__Task description__
Please arrange the records below as a Markdown table with the columns Row and Line. Give each nonblank line its own row, numbered in order, and leave out blank lines.

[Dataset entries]

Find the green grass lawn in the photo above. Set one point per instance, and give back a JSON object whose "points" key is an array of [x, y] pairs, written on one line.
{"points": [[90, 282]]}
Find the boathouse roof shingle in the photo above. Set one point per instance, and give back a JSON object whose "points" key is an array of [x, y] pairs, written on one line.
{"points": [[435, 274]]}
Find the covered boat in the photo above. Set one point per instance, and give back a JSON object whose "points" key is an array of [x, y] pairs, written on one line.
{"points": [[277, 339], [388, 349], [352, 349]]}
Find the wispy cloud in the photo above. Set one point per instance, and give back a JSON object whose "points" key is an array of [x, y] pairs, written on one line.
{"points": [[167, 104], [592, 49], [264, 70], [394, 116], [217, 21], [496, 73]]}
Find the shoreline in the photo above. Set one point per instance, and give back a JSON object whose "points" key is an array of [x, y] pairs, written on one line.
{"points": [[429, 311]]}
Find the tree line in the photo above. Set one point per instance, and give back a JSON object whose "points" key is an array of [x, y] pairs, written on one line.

__Result below__
| Row | Line |
|---|---|
| 1 | Find the green grass lawn in the photo above. Set one point per instance, and give back a JSON object whose "points" key is an array of [x, y] pairs, written on one line. |
| 2 | {"points": [[90, 282]]} |
| 3 | Find the boathouse roof shingle in the photo above. Set one point per instance, and give back a JSON object whose "points" key is an array of [x, y] pairs, written on one line. |
| 4 | {"points": [[435, 274]]} |
| 5 | Find the covered boat in the photo above. Set one point per instance, and give back a JSON object whose "points" key is an array of [x, y] pairs, written on one line. |
| 6 | {"points": [[277, 339], [388, 349], [352, 349]]} |
| 7 | Find the wispy cloud in the photo above. Set one point per instance, and give back a JSON object whose "points" key is an array of [x, y] pairs, written on one line. |
| 8 | {"points": [[167, 104], [592, 49], [264, 70], [394, 116], [217, 21], [496, 73]]} |
| 9 | Find the shoreline in the photo above. Set one point per instance, and give back a JSON object whose "points" key is an array of [x, y] pairs, written on one line. |
| 10 | {"points": [[429, 311]]} |
| 11 | Find the tree line in the photo above. Set one point per instance, and give back a JSON object whose "points" key is an array of [x, y] pairs, written on one line. |